WHAT TO WORK ON | Lines that contain the string "below" are the ones to list; copy all of them from the records.
- Opening Delimiter -
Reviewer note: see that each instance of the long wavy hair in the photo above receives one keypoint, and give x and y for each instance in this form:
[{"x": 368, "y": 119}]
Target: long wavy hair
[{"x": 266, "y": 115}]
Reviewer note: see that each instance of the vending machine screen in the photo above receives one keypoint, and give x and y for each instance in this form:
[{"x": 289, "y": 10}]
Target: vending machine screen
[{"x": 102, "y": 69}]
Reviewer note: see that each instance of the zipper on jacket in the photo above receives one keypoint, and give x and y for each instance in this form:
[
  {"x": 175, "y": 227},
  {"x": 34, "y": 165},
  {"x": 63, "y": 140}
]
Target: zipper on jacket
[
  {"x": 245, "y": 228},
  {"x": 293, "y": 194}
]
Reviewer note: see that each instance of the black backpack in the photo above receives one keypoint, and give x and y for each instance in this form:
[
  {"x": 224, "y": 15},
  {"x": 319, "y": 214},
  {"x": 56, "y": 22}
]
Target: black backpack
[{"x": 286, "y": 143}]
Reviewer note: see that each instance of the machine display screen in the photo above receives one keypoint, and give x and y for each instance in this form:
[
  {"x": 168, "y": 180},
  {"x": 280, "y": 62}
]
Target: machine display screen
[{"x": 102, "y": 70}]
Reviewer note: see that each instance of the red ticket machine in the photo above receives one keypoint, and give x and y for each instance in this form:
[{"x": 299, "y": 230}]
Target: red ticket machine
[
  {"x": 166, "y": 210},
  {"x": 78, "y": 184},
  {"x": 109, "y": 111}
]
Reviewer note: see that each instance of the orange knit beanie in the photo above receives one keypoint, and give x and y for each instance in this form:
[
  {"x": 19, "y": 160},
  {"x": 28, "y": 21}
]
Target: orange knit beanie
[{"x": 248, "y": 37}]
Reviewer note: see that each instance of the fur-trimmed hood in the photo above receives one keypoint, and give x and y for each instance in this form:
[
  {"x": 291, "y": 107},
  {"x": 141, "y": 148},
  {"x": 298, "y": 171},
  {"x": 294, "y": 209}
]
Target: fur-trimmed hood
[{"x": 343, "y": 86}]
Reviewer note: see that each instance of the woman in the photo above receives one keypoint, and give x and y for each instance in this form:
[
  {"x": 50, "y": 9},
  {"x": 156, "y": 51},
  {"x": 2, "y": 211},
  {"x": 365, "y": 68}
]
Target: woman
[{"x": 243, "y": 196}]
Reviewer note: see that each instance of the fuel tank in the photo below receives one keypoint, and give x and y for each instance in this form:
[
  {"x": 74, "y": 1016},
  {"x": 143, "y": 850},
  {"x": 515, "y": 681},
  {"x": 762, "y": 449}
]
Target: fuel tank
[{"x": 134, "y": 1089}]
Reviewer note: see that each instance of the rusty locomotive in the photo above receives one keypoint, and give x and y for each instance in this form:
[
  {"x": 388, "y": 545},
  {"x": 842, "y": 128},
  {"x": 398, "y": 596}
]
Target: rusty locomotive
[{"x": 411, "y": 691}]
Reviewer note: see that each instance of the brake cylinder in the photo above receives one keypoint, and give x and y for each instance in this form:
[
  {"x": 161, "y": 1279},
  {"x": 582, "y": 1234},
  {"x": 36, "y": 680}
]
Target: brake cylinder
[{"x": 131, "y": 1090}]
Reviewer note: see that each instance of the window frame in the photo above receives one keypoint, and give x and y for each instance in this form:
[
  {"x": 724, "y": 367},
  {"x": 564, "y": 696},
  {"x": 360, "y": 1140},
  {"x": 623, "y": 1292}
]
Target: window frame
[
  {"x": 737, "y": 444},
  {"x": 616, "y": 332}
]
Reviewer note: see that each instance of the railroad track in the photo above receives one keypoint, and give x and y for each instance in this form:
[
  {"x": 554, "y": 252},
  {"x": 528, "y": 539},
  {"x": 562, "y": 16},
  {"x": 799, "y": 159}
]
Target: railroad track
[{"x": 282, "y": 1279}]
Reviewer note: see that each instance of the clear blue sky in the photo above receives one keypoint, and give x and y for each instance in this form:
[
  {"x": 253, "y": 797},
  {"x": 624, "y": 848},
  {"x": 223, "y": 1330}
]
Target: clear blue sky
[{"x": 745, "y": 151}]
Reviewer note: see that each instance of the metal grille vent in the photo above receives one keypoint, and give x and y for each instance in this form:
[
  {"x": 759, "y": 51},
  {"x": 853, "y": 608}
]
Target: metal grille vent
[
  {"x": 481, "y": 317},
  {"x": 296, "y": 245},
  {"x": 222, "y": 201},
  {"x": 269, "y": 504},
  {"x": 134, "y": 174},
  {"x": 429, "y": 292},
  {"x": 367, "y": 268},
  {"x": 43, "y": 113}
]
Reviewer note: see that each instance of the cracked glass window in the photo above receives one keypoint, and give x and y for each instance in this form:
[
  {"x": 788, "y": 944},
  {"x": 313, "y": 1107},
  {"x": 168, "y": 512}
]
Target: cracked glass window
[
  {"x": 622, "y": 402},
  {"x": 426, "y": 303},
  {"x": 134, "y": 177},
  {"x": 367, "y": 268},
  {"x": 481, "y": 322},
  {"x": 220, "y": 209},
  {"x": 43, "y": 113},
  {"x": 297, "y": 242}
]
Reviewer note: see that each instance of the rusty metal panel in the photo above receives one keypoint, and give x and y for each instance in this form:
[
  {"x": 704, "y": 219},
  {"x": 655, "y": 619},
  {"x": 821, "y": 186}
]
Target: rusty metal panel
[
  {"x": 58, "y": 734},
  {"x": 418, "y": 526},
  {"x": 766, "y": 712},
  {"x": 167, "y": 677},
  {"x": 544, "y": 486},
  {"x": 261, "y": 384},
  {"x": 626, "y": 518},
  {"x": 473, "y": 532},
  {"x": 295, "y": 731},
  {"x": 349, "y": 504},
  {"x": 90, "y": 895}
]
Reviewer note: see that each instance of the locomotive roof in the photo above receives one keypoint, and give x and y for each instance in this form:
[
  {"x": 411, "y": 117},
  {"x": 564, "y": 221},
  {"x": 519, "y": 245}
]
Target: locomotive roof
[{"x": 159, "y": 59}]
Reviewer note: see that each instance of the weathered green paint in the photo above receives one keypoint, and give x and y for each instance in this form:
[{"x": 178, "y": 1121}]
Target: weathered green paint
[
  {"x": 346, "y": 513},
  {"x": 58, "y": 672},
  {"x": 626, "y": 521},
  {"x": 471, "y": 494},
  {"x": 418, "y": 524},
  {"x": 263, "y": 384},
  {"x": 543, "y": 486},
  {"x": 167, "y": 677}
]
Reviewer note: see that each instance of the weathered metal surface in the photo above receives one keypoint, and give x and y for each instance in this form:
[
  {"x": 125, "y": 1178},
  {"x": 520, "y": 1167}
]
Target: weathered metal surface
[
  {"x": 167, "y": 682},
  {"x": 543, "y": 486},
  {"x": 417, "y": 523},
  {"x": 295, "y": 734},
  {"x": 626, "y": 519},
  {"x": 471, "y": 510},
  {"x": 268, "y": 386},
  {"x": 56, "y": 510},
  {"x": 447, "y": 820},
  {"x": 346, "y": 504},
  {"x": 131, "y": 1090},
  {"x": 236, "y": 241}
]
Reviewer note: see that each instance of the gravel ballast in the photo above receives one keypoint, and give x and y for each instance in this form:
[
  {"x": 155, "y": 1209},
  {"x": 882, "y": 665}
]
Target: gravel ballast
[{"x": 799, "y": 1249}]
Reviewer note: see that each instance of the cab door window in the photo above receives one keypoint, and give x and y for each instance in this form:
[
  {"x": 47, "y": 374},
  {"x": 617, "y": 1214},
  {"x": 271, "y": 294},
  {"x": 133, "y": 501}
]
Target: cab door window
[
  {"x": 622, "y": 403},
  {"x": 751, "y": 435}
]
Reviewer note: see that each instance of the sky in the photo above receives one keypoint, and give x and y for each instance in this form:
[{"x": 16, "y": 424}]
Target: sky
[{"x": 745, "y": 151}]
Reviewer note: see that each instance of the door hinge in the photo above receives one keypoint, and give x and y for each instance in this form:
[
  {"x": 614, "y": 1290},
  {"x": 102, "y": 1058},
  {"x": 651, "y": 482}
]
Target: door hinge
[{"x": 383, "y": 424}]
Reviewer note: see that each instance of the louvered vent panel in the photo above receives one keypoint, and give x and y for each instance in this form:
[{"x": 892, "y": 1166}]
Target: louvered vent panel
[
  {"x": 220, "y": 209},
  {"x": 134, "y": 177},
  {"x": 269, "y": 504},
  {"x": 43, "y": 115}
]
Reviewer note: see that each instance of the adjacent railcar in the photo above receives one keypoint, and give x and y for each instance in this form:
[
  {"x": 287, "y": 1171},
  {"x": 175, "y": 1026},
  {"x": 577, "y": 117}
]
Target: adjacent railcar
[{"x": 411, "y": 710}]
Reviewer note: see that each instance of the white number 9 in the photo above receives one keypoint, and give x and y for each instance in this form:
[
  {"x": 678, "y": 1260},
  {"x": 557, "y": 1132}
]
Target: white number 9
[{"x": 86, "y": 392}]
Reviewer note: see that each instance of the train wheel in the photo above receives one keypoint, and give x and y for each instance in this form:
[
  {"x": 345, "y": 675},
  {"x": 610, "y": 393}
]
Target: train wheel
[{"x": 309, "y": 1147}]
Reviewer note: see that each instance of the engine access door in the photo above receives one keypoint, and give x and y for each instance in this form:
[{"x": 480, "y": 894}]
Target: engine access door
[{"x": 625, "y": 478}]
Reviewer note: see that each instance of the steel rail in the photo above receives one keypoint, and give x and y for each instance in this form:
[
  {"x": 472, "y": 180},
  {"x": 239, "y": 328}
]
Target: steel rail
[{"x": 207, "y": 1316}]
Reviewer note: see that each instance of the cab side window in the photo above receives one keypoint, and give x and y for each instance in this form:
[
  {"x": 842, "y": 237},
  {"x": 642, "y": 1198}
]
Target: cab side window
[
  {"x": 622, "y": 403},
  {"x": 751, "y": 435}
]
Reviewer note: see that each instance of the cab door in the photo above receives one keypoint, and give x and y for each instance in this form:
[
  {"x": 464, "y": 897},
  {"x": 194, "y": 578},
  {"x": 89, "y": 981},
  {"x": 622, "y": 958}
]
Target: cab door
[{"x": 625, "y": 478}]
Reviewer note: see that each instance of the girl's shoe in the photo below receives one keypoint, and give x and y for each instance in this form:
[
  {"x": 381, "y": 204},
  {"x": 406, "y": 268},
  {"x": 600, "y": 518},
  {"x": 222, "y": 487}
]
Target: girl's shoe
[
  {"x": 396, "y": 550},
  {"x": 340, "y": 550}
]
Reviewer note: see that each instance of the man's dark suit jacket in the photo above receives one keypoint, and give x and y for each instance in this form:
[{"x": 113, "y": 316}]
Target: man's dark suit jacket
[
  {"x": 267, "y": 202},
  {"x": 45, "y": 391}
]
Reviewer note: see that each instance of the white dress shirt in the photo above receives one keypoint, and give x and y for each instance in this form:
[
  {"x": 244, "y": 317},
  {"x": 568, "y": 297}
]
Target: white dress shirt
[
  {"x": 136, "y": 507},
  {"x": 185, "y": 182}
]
- Closing Delimiter -
EXERCISE RESPONSE |
Reviewer note: see that each instance of the fuel tank in the photo below receives one keypoint, and give x and y for each instance in this form:
Reviewer note: see that each instance of the girl's shoe in the photo below receives one keypoint, and give x and y for each instance in this form:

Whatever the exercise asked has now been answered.